Records from a data source
━━━━━━━━━━━━━━━━━━━━━━━━━━━━━━
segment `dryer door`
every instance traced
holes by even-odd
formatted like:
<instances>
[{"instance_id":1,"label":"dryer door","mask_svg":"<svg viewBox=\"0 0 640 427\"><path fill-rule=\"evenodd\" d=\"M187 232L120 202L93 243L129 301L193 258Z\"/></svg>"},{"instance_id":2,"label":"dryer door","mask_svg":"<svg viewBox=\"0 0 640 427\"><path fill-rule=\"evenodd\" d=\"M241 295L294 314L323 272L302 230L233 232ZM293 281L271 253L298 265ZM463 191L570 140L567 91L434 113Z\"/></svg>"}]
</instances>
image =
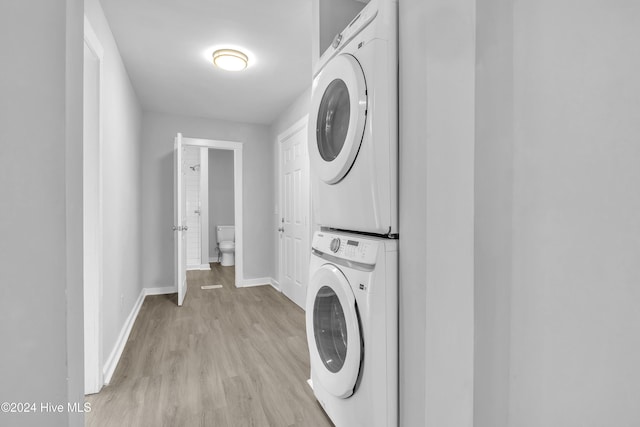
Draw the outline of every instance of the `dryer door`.
<instances>
[{"instance_id":1,"label":"dryer door","mask_svg":"<svg viewBox=\"0 0 640 427\"><path fill-rule=\"evenodd\" d=\"M356 159L367 117L362 67L349 54L333 58L313 82L309 114L309 157L327 184L339 182Z\"/></svg>"},{"instance_id":2,"label":"dryer door","mask_svg":"<svg viewBox=\"0 0 640 427\"><path fill-rule=\"evenodd\" d=\"M306 305L311 370L338 398L353 394L362 341L356 300L340 269L325 264L311 278Z\"/></svg>"}]
</instances>

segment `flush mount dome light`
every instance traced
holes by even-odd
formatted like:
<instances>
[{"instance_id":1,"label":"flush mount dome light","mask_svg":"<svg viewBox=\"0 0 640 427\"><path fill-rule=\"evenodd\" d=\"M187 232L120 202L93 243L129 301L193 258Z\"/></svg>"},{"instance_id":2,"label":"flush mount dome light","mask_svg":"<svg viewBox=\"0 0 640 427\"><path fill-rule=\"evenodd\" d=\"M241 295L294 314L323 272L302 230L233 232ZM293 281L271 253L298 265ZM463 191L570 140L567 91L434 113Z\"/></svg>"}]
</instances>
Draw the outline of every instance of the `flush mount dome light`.
<instances>
[{"instance_id":1,"label":"flush mount dome light","mask_svg":"<svg viewBox=\"0 0 640 427\"><path fill-rule=\"evenodd\" d=\"M249 58L235 49L218 49L213 52L213 63L227 71L242 71L247 68Z\"/></svg>"}]
</instances>

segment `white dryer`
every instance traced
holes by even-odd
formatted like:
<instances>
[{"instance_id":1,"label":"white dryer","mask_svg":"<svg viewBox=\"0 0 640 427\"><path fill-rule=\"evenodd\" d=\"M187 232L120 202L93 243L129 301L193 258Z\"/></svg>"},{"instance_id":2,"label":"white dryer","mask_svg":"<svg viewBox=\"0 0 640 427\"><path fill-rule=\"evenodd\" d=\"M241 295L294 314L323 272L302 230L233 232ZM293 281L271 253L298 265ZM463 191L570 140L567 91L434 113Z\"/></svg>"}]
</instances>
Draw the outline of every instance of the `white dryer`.
<instances>
[{"instance_id":1,"label":"white dryer","mask_svg":"<svg viewBox=\"0 0 640 427\"><path fill-rule=\"evenodd\" d=\"M311 380L337 427L398 424L398 241L321 231L306 301Z\"/></svg>"},{"instance_id":2,"label":"white dryer","mask_svg":"<svg viewBox=\"0 0 640 427\"><path fill-rule=\"evenodd\" d=\"M398 233L397 0L371 0L315 70L309 158L315 220Z\"/></svg>"}]
</instances>

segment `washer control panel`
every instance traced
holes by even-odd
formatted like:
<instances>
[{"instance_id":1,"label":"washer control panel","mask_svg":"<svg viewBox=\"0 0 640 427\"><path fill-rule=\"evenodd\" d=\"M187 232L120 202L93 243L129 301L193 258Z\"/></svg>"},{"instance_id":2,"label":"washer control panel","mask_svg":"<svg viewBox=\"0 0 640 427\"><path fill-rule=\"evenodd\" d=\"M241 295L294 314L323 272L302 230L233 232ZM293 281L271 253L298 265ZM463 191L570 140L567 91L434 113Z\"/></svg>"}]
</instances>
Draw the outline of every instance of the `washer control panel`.
<instances>
[{"instance_id":1,"label":"washer control panel","mask_svg":"<svg viewBox=\"0 0 640 427\"><path fill-rule=\"evenodd\" d=\"M378 243L366 237L319 231L313 235L313 248L328 255L361 264L375 265Z\"/></svg>"}]
</instances>

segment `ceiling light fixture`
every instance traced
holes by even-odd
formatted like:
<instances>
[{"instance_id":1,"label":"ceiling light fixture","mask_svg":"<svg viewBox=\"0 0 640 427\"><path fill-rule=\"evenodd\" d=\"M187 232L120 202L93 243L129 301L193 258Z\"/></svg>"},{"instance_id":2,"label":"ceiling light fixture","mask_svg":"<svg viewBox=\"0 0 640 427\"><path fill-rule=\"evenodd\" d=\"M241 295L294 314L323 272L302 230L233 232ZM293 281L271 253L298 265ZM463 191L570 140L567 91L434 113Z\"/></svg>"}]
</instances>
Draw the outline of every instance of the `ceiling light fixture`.
<instances>
[{"instance_id":1,"label":"ceiling light fixture","mask_svg":"<svg viewBox=\"0 0 640 427\"><path fill-rule=\"evenodd\" d=\"M247 68L249 58L235 49L218 49L213 52L213 63L227 71L242 71Z\"/></svg>"}]
</instances>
━━━━━━━━━━━━━━━━━━━━━━━━━━━━━━
=== Your instructions ===
Count the lines in the entries above that contain the string "segment", and reply with only that number.

=== Output for this exercise ===
5